Material to process:
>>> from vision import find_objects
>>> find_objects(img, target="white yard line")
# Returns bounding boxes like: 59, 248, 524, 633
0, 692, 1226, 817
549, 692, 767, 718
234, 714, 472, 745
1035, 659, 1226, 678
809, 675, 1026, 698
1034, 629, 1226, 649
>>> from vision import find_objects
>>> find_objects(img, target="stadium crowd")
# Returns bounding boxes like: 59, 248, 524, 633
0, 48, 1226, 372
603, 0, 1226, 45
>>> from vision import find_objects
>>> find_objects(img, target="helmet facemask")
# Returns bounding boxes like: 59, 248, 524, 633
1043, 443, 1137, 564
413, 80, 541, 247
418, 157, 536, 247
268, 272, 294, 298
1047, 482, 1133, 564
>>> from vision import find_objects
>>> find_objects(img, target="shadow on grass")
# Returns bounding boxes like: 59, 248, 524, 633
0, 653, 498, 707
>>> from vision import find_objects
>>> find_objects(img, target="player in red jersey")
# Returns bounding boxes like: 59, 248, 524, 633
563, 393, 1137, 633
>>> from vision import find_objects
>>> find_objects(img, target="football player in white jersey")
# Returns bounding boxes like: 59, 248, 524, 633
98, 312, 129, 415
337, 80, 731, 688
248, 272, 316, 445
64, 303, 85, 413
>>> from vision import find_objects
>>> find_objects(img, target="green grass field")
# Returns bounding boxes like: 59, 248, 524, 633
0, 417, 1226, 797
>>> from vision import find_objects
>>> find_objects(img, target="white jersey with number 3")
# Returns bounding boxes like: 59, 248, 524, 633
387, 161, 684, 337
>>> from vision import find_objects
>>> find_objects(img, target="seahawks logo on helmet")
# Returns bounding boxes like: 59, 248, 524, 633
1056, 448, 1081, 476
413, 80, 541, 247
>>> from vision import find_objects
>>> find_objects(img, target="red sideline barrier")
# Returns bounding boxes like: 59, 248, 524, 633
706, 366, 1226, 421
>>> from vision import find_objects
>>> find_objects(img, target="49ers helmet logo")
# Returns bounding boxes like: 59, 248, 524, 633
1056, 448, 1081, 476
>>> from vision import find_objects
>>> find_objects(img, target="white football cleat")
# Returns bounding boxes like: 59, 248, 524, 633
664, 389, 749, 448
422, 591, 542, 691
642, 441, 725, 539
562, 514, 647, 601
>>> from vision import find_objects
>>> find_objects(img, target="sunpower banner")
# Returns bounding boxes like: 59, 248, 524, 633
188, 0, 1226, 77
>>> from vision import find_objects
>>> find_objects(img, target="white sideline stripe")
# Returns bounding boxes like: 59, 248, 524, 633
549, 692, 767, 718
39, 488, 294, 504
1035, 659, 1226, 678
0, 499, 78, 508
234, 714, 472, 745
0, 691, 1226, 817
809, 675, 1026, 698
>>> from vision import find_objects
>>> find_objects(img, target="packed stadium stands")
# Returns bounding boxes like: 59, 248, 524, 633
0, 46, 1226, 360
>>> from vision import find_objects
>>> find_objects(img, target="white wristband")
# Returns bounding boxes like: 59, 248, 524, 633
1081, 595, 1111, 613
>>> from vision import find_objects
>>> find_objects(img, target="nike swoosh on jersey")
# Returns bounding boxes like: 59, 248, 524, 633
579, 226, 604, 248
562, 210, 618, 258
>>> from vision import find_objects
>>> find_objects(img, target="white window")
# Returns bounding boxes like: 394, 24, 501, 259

Task instructions: Tally the lines in the records above that contain the word "logo". Reply with the number alone.

Task output: 2